┌──
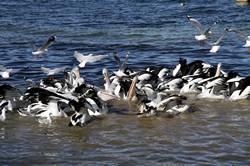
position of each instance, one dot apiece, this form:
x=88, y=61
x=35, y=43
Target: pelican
x=242, y=35
x=242, y=91
x=203, y=32
x=83, y=59
x=216, y=45
x=45, y=47
x=54, y=71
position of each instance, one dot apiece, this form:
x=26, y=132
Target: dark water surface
x=154, y=32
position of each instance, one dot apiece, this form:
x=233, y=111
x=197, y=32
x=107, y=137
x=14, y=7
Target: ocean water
x=155, y=33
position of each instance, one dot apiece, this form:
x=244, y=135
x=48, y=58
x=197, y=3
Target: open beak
x=131, y=92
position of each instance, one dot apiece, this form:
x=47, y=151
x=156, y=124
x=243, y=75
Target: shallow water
x=154, y=33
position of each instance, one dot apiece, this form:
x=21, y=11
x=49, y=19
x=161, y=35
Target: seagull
x=203, y=32
x=83, y=59
x=45, y=47
x=216, y=45
x=5, y=73
x=54, y=71
x=241, y=34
└──
Rewrite the items above with every "Target" replaced by "Label", keeping everything else the same, and leave the pictures out of your answer.

◆ The reply ◆
position of each instance, one dot apiece, this form:
x=88, y=61
x=35, y=43
Label: pelican
x=242, y=35
x=242, y=91
x=203, y=32
x=83, y=59
x=216, y=45
x=45, y=47
x=54, y=71
position of each instance, one dot apiece, this form:
x=26, y=132
Label: dark water surface
x=154, y=32
position of each instance, one dot apiece, this form:
x=233, y=111
x=197, y=32
x=107, y=137
x=14, y=7
Label: ocean water
x=155, y=33
position of each instance, one dot apiece, this form:
x=244, y=135
x=48, y=58
x=197, y=3
Label: open beak
x=131, y=92
position of each instance, one dot apiece, this form:
x=47, y=151
x=156, y=124
x=243, y=75
Label: shallow water
x=154, y=33
position of each instance, one dot apiece, this form:
x=21, y=11
x=49, y=19
x=161, y=35
Label: seagull
x=203, y=32
x=83, y=59
x=45, y=47
x=216, y=45
x=5, y=73
x=54, y=71
x=241, y=34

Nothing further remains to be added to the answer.